## REQUEST:
Please render the lines below as a JSON list of strings, one string per line, with blank lines left out.

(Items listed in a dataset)
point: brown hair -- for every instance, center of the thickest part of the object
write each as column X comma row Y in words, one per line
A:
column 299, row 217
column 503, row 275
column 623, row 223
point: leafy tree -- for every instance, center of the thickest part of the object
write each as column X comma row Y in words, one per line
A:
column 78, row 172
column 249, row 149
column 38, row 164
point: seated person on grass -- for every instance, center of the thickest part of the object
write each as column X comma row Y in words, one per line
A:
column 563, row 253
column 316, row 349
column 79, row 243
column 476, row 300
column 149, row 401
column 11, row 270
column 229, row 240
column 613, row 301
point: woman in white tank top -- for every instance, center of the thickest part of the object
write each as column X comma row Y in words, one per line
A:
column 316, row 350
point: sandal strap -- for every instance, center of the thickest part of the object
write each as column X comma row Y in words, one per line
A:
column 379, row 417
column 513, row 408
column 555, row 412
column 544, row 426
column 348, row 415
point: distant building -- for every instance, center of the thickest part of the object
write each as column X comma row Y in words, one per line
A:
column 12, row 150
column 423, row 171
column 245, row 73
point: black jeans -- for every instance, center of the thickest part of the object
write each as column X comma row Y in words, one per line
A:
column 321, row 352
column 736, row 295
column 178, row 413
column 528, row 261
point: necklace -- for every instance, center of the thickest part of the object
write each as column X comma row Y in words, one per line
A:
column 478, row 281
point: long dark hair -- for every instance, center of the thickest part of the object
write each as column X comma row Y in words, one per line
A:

## THE SOLUTION:
[
  "point: brown hair -- for every instance, center of the thickest part of the object",
  "write each as column X comma row Y in words, one per line",
  "A:",
  "column 299, row 217",
  "column 503, row 275",
  "column 623, row 223",
  "point: leafy tree -- for every instance, center of the thickest part of the object",
  "write each as column X comma row Y in words, one per line",
  "A:",
  "column 78, row 172",
  "column 249, row 149",
  "column 38, row 164",
  "point: seated person on grass -- for every instance, center of the thickest part of the object",
  "write each as column X comma row Y in words, one per line",
  "A:",
  "column 563, row 253",
  "column 316, row 349",
  "column 79, row 243",
  "column 476, row 300",
  "column 149, row 401",
  "column 11, row 270",
  "column 229, row 240",
  "column 613, row 301",
  "point: woman in white tank top -- for every instance, center of the thickest part of the object",
  "write each as column X comma row Y in words, one per line",
  "A:",
  "column 316, row 350",
  "point: sandal strap -- for every instance, center of the thickest part of the object",
  "write each as column X comma row Y in words, one per line",
  "A:",
  "column 379, row 417",
  "column 513, row 408",
  "column 555, row 412",
  "column 544, row 426",
  "column 348, row 415",
  "point: distant building -- for every instance, center of the thickest part of the object",
  "write each as column X comma row Y in words, one per line",
  "A:",
  "column 12, row 150",
  "column 423, row 171",
  "column 245, row 73",
  "point: black jeans -- for every instance, center of the thickest part of the object",
  "write each as column X comma row Y in words, one per line",
  "A:",
  "column 321, row 352",
  "column 736, row 295",
  "column 178, row 413",
  "column 528, row 261",
  "point: necklace -- for every instance, center of the thickest part of the object",
  "write each as column X comma row Y in words, one per line",
  "A:",
  "column 478, row 281",
  "point: long dark hair -- for every instance, center of the thickest part of the object",
  "write each as column X comma row Y in words, one per line",
  "A:"
]